Airway, Breathing & Lung


Asthma is a chronic disease that affects your airways (tubes that carry air in and out of your lungs). If you have asthma, the inside walls of your airways are swollen. The inflammation makes the airways very sensitive, and they tend to react strongly to things that you are allergic to or find irritating.


Bronchiectasis is a condition in which the bronchial tubes (airways) are thickened due to long-term inflammation and scarring. This leads to a build-up of mucus, frequent lung infections, and eventually, a decline in lung function.


Bronchitis is an inflammation of the airways. Chronic bronchitis is a serious condition when the bronchial tubes, which carry air to and from your lungs, become inflamed over a long period of time. This can cause a chronic cough.

Chronic Obstructive Pulmonary Disease (COPD)

Chronic Obstructive Pulmonary Disease (COPD) is a group of lung diseases, including emphysema and chronic bronchitis. These diseases make breathing difficult. COPD can make it hard to catch your breath. Because breathing takes such hard work when you have COPD, you can become exhausted.

Cystic Fibrosis

Cystic fibrosis is an inherited disorder resulting from a gene mutation (a flaw in a gene). Cystic fibrosis can have severe complications, but ways to manage the disease have improved greatly over the past few decades.
· · ·
**COMPLETE THE FOLLOWING:**
- A) According to the airway and lung text, what is cystic fibrosis the result of?
- B) Say whether each statement agrees with the airway and lung text, and quote the words that decide it. (i) In asthma, the inside walls of the airways are swollen. (ii) Bronchiectasis leads to fewer lung infections. (iii) COPD includes emphysema.

**EXTRACTED ENTRIES:**
· · ·
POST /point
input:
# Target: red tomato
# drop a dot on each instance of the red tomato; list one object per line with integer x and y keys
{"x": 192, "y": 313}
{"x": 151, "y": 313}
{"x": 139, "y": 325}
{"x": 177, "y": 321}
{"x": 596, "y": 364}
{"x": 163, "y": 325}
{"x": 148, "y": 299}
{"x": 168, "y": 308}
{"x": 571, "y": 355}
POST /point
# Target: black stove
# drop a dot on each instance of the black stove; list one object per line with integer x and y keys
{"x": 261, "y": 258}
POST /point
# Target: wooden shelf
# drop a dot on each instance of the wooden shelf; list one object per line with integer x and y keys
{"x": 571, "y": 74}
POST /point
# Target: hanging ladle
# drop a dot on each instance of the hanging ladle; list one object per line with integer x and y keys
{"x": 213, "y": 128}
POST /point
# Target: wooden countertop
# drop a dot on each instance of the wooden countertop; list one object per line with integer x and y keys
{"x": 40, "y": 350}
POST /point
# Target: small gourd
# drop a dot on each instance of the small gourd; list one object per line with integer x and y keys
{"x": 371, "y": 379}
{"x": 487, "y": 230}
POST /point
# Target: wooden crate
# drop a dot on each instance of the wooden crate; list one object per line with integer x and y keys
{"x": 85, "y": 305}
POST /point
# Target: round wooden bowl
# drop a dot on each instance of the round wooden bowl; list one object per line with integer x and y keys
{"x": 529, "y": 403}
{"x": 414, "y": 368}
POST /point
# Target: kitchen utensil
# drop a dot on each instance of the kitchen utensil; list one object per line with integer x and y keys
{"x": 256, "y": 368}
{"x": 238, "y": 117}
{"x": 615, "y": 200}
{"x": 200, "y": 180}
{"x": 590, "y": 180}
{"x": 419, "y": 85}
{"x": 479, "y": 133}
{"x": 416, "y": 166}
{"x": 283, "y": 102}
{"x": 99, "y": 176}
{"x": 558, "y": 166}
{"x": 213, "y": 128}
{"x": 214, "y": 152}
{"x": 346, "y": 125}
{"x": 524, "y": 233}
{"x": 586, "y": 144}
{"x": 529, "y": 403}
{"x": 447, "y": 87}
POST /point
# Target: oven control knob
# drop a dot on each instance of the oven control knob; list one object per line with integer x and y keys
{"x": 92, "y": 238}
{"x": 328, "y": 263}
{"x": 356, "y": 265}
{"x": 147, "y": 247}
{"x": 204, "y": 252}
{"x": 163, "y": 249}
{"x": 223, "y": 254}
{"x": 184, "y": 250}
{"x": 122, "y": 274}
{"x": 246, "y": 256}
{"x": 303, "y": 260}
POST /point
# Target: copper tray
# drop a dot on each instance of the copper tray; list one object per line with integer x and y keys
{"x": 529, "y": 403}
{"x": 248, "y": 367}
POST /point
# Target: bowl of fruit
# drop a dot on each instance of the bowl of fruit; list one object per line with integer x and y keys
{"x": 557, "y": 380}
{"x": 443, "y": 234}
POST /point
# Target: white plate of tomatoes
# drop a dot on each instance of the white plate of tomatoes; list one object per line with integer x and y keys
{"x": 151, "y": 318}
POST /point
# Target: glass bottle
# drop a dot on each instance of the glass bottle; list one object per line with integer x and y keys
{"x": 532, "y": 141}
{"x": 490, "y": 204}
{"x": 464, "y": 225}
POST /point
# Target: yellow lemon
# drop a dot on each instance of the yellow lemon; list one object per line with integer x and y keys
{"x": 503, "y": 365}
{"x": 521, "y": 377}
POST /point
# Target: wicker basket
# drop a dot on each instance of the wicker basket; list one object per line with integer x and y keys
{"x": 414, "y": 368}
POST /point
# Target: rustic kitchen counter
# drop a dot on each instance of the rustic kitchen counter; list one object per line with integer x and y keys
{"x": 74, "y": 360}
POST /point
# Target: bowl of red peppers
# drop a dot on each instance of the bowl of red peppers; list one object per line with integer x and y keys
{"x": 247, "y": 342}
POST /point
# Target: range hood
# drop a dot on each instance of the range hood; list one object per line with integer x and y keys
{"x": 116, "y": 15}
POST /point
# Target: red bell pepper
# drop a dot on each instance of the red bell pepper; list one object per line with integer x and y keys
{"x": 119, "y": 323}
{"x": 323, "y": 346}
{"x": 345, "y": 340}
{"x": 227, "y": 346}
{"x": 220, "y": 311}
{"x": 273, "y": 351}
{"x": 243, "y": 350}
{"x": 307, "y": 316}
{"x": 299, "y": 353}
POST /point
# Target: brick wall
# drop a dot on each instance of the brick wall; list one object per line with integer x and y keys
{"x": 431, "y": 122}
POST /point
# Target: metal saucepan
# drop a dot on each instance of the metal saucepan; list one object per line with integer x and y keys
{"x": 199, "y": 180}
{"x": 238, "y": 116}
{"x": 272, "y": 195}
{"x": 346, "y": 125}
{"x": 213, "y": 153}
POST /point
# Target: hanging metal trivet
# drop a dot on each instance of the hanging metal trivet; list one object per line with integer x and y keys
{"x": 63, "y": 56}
· · ·
**ANSWERS FOR THE EXERCISE:**
- A) A gene mutation, which the text describes as a flaw in a gene.

- B)
(i) Yes: "the inside walls of your airways are swollen"
(ii) No: "frequent lung infections"
(iii) Yes: "including emphysema and chronic bronchitis"